** Excerpted records follows **
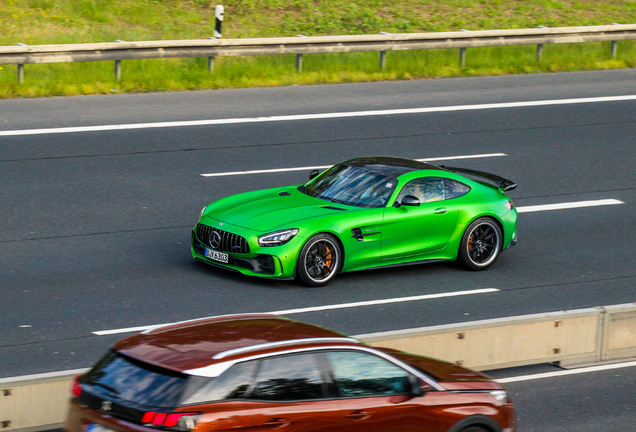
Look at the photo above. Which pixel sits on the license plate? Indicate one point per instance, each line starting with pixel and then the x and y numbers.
pixel 94 427
pixel 216 256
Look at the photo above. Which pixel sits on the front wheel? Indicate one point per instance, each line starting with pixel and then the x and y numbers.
pixel 480 245
pixel 319 260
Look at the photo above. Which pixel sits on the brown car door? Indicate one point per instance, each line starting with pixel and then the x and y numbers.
pixel 289 394
pixel 374 395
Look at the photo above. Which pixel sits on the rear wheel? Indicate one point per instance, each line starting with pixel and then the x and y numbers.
pixel 480 245
pixel 319 260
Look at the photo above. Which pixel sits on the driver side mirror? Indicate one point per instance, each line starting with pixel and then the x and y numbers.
pixel 417 387
pixel 409 200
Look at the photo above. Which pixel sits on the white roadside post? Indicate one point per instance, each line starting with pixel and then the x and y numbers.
pixel 21 69
pixel 218 32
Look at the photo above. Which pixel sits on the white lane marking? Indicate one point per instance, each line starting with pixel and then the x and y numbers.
pixel 567 372
pixel 316 116
pixel 329 307
pixel 229 173
pixel 562 206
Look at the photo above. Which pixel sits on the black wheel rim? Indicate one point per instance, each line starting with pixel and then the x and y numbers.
pixel 321 260
pixel 483 244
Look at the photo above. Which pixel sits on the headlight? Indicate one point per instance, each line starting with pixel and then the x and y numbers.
pixel 277 238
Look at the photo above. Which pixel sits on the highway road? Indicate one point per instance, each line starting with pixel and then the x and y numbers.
pixel 96 223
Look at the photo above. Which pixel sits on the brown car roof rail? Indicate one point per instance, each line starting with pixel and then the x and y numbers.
pixel 283 343
pixel 208 320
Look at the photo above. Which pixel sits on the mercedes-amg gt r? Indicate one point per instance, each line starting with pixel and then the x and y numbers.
pixel 360 214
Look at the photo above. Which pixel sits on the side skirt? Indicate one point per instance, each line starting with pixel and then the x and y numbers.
pixel 426 261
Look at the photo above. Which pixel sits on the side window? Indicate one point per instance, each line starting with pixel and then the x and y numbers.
pixel 293 377
pixel 231 384
pixel 455 189
pixel 424 189
pixel 361 374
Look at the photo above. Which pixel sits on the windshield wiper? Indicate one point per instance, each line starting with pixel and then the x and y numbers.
pixel 337 201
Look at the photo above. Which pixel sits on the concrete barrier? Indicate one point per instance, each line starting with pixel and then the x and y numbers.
pixel 619 332
pixel 571 336
pixel 35 402
pixel 40 402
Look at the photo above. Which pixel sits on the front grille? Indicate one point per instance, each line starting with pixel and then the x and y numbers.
pixel 229 242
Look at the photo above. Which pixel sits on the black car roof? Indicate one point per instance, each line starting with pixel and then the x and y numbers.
pixel 391 166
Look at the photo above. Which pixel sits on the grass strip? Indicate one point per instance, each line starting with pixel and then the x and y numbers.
pixel 83 21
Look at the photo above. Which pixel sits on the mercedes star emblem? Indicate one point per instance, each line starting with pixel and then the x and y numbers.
pixel 215 240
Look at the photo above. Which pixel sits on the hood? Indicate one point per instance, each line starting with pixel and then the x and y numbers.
pixel 271 209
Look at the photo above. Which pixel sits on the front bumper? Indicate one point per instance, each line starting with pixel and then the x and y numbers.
pixel 271 262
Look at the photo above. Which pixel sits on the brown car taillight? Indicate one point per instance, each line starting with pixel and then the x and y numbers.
pixel 179 421
pixel 76 389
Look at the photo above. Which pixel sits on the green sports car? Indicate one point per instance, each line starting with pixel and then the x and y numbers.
pixel 360 214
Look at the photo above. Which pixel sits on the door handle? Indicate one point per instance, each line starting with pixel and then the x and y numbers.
pixel 358 415
pixel 276 423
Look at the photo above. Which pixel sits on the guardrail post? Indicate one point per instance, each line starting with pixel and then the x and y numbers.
pixel 540 48
pixel 383 55
pixel 299 59
pixel 21 69
pixel 462 58
pixel 462 55
pixel 118 65
pixel 211 60
pixel 218 13
pixel 614 46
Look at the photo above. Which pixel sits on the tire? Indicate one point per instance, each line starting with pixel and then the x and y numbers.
pixel 319 260
pixel 481 244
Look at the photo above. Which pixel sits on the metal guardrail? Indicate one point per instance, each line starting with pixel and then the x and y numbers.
pixel 40 402
pixel 117 51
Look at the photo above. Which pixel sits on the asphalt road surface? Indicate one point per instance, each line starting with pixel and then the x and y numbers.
pixel 96 224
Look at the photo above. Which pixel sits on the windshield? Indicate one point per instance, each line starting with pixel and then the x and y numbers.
pixel 356 186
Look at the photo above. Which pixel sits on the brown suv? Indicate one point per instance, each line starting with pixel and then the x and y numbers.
pixel 262 372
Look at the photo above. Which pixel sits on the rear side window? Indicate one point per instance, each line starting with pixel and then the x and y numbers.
pixel 129 380
pixel 360 374
pixel 455 189
pixel 294 377
pixel 425 189
pixel 231 384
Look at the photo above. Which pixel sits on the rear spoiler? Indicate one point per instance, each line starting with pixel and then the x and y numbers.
pixel 504 185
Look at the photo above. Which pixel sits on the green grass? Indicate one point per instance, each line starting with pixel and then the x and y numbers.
pixel 83 21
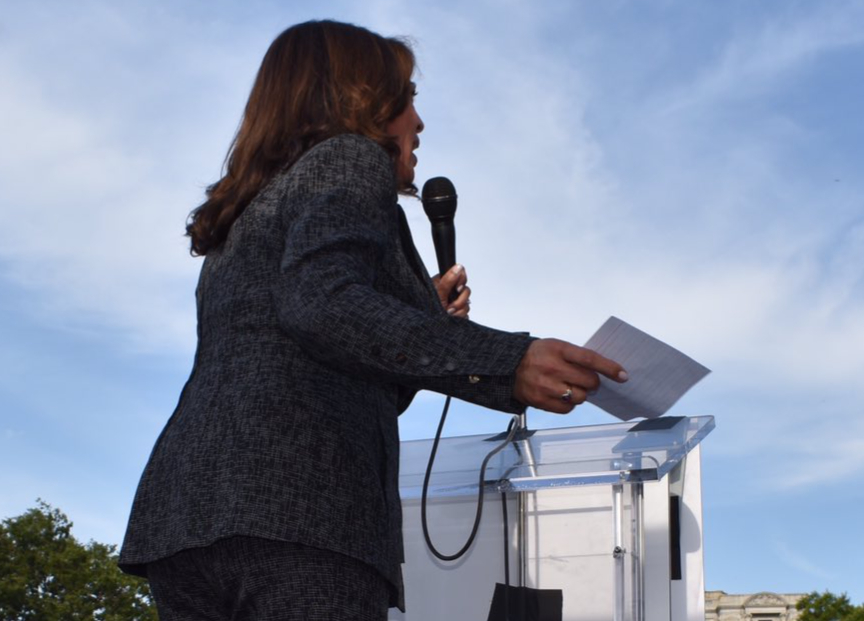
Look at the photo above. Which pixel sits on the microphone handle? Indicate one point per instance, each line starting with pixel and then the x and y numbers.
pixel 444 239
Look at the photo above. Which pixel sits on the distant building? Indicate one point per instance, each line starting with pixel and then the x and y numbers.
pixel 721 606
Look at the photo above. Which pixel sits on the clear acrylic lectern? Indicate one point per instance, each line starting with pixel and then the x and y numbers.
pixel 607 514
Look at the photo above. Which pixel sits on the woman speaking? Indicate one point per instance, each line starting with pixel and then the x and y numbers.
pixel 272 492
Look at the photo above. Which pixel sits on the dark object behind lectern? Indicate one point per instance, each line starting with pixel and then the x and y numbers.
pixel 526 604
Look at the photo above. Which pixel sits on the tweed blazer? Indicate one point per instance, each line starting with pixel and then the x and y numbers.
pixel 317 322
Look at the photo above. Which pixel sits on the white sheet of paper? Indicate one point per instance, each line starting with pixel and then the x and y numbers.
pixel 659 374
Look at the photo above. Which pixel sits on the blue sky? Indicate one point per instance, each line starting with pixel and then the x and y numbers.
pixel 691 167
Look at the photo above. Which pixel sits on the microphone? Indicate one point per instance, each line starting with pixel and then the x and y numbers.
pixel 439 203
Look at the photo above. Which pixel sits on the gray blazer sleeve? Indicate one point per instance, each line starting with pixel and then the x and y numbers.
pixel 342 291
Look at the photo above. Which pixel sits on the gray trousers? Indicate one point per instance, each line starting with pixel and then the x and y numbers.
pixel 246 579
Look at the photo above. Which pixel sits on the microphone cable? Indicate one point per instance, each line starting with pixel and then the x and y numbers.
** End of Excerpted records **
◆ **What is required**
Would you please set down the data above again exactly, without its pictures?

◆ **Completed task**
Look at the photo above. Which pixel sits on the license plate? Indicate one point per instance, each line starting with pixel and then the x and y numbers.
pixel 94 427
pixel 216 256
Look at the photo above. Which pixel sits on the front wheel? Indicate one point per instance, each line starting with pixel and then the x and y numbers.
pixel 480 245
pixel 319 260
Look at the photo above. Which pixel sits on the brown car door? Indicate one point per instance, each line starting with pixel and then the x and y numbers.
pixel 289 394
pixel 374 395
Look at the photo above. Which pixel sits on the rear wheel? Indicate one point per instance, each line starting with pixel and then the x and y numbers.
pixel 480 245
pixel 319 260
Look at the photo above. Which pixel sits on the driver side mirror? Indicate one point per instance, each line starting with pixel and then the x and y numbers.
pixel 417 387
pixel 409 200
Look at the photo above. Which pixel sits on the white roadside post? Indicate one point per instance, each line starting with pixel and then the x and y numbers.
pixel 21 69
pixel 218 32
Look at the photo above. Which pixel sits on the white lane marking? Indicate one point per instance, each line starting with pixel and then the x and y numbers.
pixel 567 372
pixel 316 116
pixel 329 307
pixel 229 173
pixel 562 206
Look at the photo above. Which pixel sits on the black wheel rim? Indicate one point per instance, each line starting with pixel and then the x and y numbers.
pixel 321 260
pixel 483 244
Look at the photo above. Which pixel sits on the headlight? Indicate one point per instance, each line starting with pixel and then the x and y numbers.
pixel 277 238
Look at the photo above. Which pixel sits on the highway road? Indicate one point per instance, each line starting with pixel and then the x and y numbers.
pixel 96 223
Look at the photo above. Which pixel sits on the brown car roof rail? Indicate one point per instance, each line starting with pixel and then the x and y numbers.
pixel 283 343
pixel 208 320
Look at the photo above. Which pixel sits on the mercedes-amg gt r? Indicate one point per instance, each line starting with pixel and then the x and y numbers.
pixel 360 214
Look at the photo above. Which pixel sits on the side skirt? Indicate one point per instance, each line starting with pixel and then the x and y numbers.
pixel 426 261
Look at the photo above. Which pixel sits on the side window? Indicate one point per instance, each line starting with pixel and then the x and y numbers.
pixel 293 377
pixel 231 384
pixel 455 189
pixel 424 189
pixel 361 374
Look at the photo above. Which pixel sits on the windshield wiper? Indicate one point per instance, each line starting with pixel and then the x and y numbers.
pixel 337 201
Look at the photo above. Which pixel sits on the concrete barrier? Indicate one point per instance, each line starting with pixel and then the x and y numbers.
pixel 619 332
pixel 571 336
pixel 35 402
pixel 40 402
Look at the photo above. Which pixel sits on the front grille? Indicate one point per instance, each line starting with pixel and then the x and y numbers.
pixel 229 242
Look at the photo above. Which pixel sits on the black car roof? Indicate one point per instance, each line starting with pixel and then the x and y numbers.
pixel 391 166
Look at the photo above. Which pixel sits on the grass strip? Indicate one point per instance, each line starting with pixel and then the x and y numbers.
pixel 83 21
Look at the photo above. Which pixel sits on the mercedes star emblem? Indicate one point per instance, each line starting with pixel and then the x and y numbers.
pixel 215 240
Look at the photo above. Which pixel sits on the hood? Indicate one point per instance, each line starting with pixel and then the x and y numbers.
pixel 271 209
Look at the photo above. Which pixel sits on the front bumper? Indicate one point per instance, each line starting with pixel and then the x and y numbers.
pixel 271 262
Look at the photo above. Which pixel sits on the brown car taillight? Indicate one point per instance, each line starting with pixel and then the x and y numbers.
pixel 179 421
pixel 76 389
Look at the photo above. Which pixel sits on the green sports car? Indicate one point per instance, each line starting with pixel and then the x and y numbers.
pixel 360 214
Look at the photo above. Which pixel sits on the door handle? Indicate one point per instance, each line starting with pixel and then the x and y numbers.
pixel 358 415
pixel 276 423
Look at the photo above. Which pixel sits on the guardrail post? Indicate one point per instance, each line starting with pixel and then the x and y numbers.
pixel 540 48
pixel 383 55
pixel 299 59
pixel 21 69
pixel 462 58
pixel 462 55
pixel 118 65
pixel 211 60
pixel 218 13
pixel 614 46
Look at the photo above. Which pixel sits on the tire? Indicate one point per instance, each line starting with pixel and then the x and y numbers.
pixel 319 260
pixel 481 244
Look at the photo above. Which pixel sits on the metal guardrail? Indicate one point per instance, each line starting with pixel and then the x and y numbers.
pixel 40 402
pixel 117 51
Look at the photo above. Which pixel sits on the asphalt road surface? Indicate one point per instance, each line starting with pixel and then the x and y numbers.
pixel 96 224
Look at the photo above. Which pixel sits on the windshield? Indicate one point per instance, each line starting with pixel and then the x and y numbers.
pixel 356 186
Look at the photo above. Which pixel sits on the brown suv? Indicate one point per instance, each line starting with pixel and then the x and y numbers.
pixel 262 372
Look at the photo above. Which pixel sits on the rear side window? Indicate one point per instance, each line starting with pixel and then the x and y numbers.
pixel 129 380
pixel 360 374
pixel 455 189
pixel 294 377
pixel 425 189
pixel 231 384
Look at the photo above. Which pixel sits on the rear spoiler? Indicate one point per instance, each line starting with pixel and then the x and y numbers.
pixel 504 185
Look at the photo above. Which pixel sits on the green grass? Indicate one point per instance, each line starting with pixel and then the x and y numbers.
pixel 83 21
Look at the photo above. Which pixel sits on the microphone handle? Indicate one point per instance, each line starting with pixel and then the x and y numbers.
pixel 444 239
Look at the photo above. Which pixel sits on the distant building? Indicate one point per instance, each line starting with pixel and then the x and y numbers.
pixel 721 606
Look at the photo above. Which pixel sits on the clear acrylic lectern? Indicate one point per instance, each line starting with pixel and then the x and y numbers.
pixel 607 514
Look at the photo above. Which pixel sits on the woman speaking? Indicate one point per instance, each line starting with pixel and then the x and y numbers.
pixel 272 492
Look at the photo above. Which pixel sits on the dark object behind lectern? Indicate one point per instance, each line starting with pixel and then the x and y numbers.
pixel 526 604
Look at the photo above. Which pixel sits on the tweed blazer? Indicate one point per instance, each line starting with pixel and then the x and y numbers.
pixel 317 322
Look at the photo above. Which pixel sits on the white sheet of paper? Indicate one point per instance, each line starting with pixel and then the x and y numbers.
pixel 659 374
Look at the photo above. Which pixel sits on the blue sky? Indicate one point per instance, each line starting with pixel and then the x and y numbers.
pixel 691 167
Look at the photo above. Which pixel sits on the microphone? Indicate one point per instance, each line starting with pixel and then the x and y numbers.
pixel 439 203
Look at the photo above. Which pixel sits on the gray blazer sleeve? Indicate one point per instance, each line starting with pixel and then the x and y numbers.
pixel 342 291
Look at the photo above. Which pixel sits on the gray trousers? Indicate one point per instance, each line starting with pixel and then the x and y numbers.
pixel 246 579
Look at the photo above. Which pixel sits on the microphone cable? Indicate one point per instance, each line starting with pixel and then the x and y numbers.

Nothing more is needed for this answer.